▶ _Direction_: Quote the lines from the line holding "What region does the window" to the very end of the listing, exactly, and no others.

▶ _Data entries_:
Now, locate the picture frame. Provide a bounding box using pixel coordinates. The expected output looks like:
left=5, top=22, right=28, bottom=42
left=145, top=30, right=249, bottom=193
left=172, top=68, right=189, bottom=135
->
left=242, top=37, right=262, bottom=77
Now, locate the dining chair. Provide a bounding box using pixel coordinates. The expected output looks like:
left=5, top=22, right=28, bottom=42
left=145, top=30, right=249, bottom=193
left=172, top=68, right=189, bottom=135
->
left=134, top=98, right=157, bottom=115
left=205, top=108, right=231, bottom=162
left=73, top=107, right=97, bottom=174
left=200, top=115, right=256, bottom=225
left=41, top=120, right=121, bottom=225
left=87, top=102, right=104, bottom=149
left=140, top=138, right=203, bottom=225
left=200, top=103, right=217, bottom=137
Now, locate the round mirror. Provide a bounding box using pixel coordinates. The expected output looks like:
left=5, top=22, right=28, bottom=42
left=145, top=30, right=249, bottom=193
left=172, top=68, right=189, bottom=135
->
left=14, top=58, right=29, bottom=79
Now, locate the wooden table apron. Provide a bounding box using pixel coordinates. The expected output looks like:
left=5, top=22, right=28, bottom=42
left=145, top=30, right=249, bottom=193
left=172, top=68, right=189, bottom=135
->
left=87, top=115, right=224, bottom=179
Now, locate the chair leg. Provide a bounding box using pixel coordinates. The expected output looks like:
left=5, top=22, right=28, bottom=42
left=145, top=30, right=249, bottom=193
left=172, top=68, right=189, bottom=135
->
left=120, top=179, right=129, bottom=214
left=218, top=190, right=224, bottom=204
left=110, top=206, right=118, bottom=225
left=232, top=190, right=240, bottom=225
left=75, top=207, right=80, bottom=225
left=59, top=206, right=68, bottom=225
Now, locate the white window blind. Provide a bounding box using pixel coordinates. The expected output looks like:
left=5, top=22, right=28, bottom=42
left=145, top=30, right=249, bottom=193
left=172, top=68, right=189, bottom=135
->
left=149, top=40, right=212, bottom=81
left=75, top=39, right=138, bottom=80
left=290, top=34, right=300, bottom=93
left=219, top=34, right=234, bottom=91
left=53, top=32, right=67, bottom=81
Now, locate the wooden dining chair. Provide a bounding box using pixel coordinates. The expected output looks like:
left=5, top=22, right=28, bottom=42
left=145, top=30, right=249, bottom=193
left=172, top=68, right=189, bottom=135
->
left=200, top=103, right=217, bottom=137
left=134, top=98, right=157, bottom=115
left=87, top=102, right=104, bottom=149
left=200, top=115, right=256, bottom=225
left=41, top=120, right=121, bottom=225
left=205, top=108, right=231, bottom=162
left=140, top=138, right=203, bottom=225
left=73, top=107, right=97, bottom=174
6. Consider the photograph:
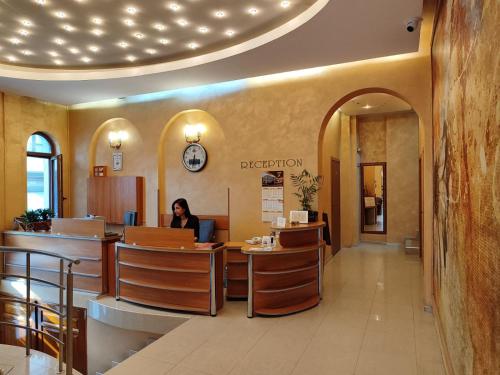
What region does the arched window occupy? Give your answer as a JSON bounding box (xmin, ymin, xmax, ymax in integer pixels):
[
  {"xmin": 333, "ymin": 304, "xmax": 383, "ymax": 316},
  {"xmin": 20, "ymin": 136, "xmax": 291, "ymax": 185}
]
[{"xmin": 26, "ymin": 133, "xmax": 62, "ymax": 217}]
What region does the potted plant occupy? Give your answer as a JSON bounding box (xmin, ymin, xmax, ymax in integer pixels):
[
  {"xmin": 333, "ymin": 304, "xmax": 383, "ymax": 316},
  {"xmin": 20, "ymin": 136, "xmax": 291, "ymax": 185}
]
[
  {"xmin": 290, "ymin": 169, "xmax": 323, "ymax": 222},
  {"xmin": 14, "ymin": 208, "xmax": 54, "ymax": 232}
]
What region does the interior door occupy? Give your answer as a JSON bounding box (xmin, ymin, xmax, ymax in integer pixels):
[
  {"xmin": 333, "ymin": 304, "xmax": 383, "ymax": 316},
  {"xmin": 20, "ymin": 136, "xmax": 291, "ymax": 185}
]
[
  {"xmin": 50, "ymin": 154, "xmax": 64, "ymax": 217},
  {"xmin": 331, "ymin": 159, "xmax": 341, "ymax": 255}
]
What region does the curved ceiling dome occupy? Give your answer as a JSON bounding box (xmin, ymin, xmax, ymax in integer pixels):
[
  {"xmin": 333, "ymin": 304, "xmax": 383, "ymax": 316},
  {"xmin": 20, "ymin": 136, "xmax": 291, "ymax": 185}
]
[{"xmin": 0, "ymin": 0, "xmax": 318, "ymax": 70}]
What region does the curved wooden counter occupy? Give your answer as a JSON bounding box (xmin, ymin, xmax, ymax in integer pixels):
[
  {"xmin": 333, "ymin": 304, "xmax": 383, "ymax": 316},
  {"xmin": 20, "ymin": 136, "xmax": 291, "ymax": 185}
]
[
  {"xmin": 242, "ymin": 223, "xmax": 325, "ymax": 318},
  {"xmin": 115, "ymin": 242, "xmax": 225, "ymax": 316},
  {"xmin": 3, "ymin": 229, "xmax": 120, "ymax": 294}
]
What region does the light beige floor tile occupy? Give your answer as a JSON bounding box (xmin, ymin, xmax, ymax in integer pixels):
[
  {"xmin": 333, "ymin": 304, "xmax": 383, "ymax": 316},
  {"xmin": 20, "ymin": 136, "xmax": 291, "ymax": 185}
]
[{"xmin": 102, "ymin": 354, "xmax": 174, "ymax": 375}]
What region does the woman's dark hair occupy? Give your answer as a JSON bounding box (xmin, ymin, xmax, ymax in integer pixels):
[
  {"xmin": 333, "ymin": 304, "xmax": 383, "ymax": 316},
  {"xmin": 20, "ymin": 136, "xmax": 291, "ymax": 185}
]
[{"xmin": 172, "ymin": 198, "xmax": 193, "ymax": 220}]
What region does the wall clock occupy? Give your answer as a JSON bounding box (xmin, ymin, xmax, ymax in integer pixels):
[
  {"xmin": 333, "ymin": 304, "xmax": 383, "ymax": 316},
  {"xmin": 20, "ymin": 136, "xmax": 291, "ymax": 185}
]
[{"xmin": 182, "ymin": 143, "xmax": 207, "ymax": 172}]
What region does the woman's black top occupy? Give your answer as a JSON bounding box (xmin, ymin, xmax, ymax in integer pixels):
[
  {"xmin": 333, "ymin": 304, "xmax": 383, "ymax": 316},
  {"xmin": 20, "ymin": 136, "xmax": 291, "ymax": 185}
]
[{"xmin": 170, "ymin": 215, "xmax": 200, "ymax": 239}]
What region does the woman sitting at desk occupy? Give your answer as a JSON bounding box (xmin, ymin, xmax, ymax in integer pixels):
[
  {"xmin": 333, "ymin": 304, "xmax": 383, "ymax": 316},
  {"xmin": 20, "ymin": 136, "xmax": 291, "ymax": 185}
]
[{"xmin": 170, "ymin": 198, "xmax": 200, "ymax": 241}]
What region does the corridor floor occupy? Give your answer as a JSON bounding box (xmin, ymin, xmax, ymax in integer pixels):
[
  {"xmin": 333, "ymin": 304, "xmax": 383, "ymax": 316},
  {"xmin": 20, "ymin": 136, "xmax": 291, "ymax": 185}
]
[{"xmin": 107, "ymin": 244, "xmax": 444, "ymax": 375}]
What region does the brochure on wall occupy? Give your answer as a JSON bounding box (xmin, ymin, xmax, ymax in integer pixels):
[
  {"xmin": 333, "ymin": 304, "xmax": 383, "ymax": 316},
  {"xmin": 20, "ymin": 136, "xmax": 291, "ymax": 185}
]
[{"xmin": 262, "ymin": 171, "xmax": 284, "ymax": 222}]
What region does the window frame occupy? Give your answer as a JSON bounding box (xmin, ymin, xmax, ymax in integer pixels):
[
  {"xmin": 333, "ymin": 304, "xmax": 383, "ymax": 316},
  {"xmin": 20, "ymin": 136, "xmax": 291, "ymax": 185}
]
[{"xmin": 26, "ymin": 132, "xmax": 57, "ymax": 215}]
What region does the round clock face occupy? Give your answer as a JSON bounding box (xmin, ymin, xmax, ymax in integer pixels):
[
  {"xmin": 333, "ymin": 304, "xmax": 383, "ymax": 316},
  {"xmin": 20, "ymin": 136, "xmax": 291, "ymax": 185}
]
[{"xmin": 182, "ymin": 143, "xmax": 207, "ymax": 172}]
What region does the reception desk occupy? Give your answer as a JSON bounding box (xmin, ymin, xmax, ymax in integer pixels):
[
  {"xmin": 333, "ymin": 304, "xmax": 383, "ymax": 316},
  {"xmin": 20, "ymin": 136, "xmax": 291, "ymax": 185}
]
[
  {"xmin": 115, "ymin": 227, "xmax": 225, "ymax": 316},
  {"xmin": 242, "ymin": 222, "xmax": 325, "ymax": 318},
  {"xmin": 3, "ymin": 224, "xmax": 120, "ymax": 294}
]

▶ _Finished task_:
What region does the window frame occupy? Give your answer as a JSON bounding box (xmin, ymin, xmax, ymax in integer pixels):
[
  {"xmin": 333, "ymin": 304, "xmax": 383, "ymax": 316},
  {"xmin": 20, "ymin": 136, "xmax": 291, "ymax": 185}
]
[{"xmin": 26, "ymin": 132, "xmax": 57, "ymax": 215}]
What region does the round clock face occupy? Give your answer as a JSON bounding box (xmin, ymin, xmax, ymax in integer pixels):
[
  {"xmin": 333, "ymin": 304, "xmax": 383, "ymax": 316},
  {"xmin": 20, "ymin": 136, "xmax": 291, "ymax": 185}
]
[{"xmin": 182, "ymin": 143, "xmax": 207, "ymax": 172}]
What region does the reception desk occupy? Give your answer as a JSON bounding box (xmin, ymin, xmax, ymax in integer pixels):
[
  {"xmin": 333, "ymin": 304, "xmax": 383, "ymax": 316},
  {"xmin": 20, "ymin": 136, "xmax": 291, "ymax": 185}
]
[
  {"xmin": 115, "ymin": 227, "xmax": 225, "ymax": 316},
  {"xmin": 242, "ymin": 222, "xmax": 325, "ymax": 318},
  {"xmin": 3, "ymin": 224, "xmax": 120, "ymax": 294}
]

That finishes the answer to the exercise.